DIALECTICS OF LIBERATION

A contemporary revisiting of the now legendary 1967 Congress, with guest speakers including Selma James and Lynne Segal

15th July, 7pm, Roundhouse, Chalk Farm Road, NW1 8EH

The Dialectics of Liberation Congress was held at the Roundhouse in July 1967. The now legendary meeting of minds was a unique expression of the politics of modern dissent. Existential psychiatrists, Marxist intellectuals, anarchists and political leaders met to discuss the key social issues of the next decade.

Against the backdrop of rising student frustrations, racism, class inequality, and environmental degradation, this conference aimed to create genuine revolutionary momentum by fusing ideology and action on the levels of the individual and of mass society.

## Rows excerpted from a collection

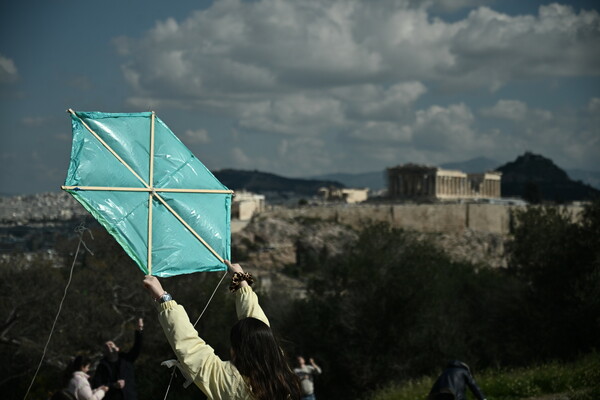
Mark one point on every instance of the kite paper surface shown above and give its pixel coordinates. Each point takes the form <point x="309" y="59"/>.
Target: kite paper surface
<point x="163" y="206"/>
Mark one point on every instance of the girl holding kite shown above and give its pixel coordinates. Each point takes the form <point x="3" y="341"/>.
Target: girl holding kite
<point x="258" y="369"/>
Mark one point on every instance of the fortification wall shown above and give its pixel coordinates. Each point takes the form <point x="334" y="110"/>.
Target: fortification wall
<point x="490" y="218"/>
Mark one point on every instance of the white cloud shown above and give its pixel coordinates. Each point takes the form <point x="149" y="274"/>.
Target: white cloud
<point x="197" y="136"/>
<point x="236" y="48"/>
<point x="8" y="70"/>
<point x="314" y="74"/>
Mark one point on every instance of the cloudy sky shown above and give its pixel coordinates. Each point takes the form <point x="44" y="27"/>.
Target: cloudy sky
<point x="302" y="88"/>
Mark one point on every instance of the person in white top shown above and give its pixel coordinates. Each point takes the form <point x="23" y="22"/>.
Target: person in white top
<point x="79" y="384"/>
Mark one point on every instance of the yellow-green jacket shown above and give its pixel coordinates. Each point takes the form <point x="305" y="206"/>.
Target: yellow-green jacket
<point x="216" y="378"/>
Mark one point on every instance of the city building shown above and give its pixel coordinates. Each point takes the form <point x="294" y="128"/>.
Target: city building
<point x="421" y="182"/>
<point x="344" y="195"/>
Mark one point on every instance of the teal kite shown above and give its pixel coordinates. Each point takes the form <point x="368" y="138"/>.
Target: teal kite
<point x="162" y="205"/>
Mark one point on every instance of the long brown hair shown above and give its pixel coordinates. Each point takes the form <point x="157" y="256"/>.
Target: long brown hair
<point x="261" y="361"/>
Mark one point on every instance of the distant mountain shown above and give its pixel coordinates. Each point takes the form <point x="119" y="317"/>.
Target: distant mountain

## DIRECTIVES
(1) According to the Dialectics of Liberation announcement, where was the original Congress held in July 1967?
(2) Summarize the Dialectics of Liberation announcement in two sentences.
(3) Write the next paragraph of the Dialectics of Liberation announcement, picking up after its final sentence.

## FINAL RESULTS
(1) At the Roundhouse.

(2) An evening at the Roundhouse on 15th July at 7pm will revisit the 1967 Dialectics of Liberation Congress, with guest speakers including Selma James and Lynne Segal. That congress brought existential psychiatrists, Marxist intellectuals, anarchists and political leaders together to discuss the key social issues of the next decade, aiming to create revolutionary momentum by fusing ideology and action.

(3)
Taking ‘the demystification of violence’ in all its expressions, and bridging theory and practice, speakers included Herbert Marcuse and Lucien Goldmann to represent the theoretical pole, and Stokely Carmichael on Black Power as an activist, and Carol Schneeman, Allen Ginsberg and R.D. Laing in between.

Verso Books presents an event revisiting some of the issues discussed in light of the sweeping political, economic and technological changes that the world has seen since, on the 48th anniversary of the congress and the publication of a new edition of The Dialectics of Liberation, compiling interventions from contributors as part of Verso’s Radical Thinkers series.

Join Selma James, Lynne Segal, Nina Power, Ewa Jasiewicz, Benjamin Noys and Mark Fisher to discuss the legacy of the meeting and contemporary social issues surrounding the forms of struggle, feminism and anti-racism, sexuality, mental health, education, the environment and climate change and activism.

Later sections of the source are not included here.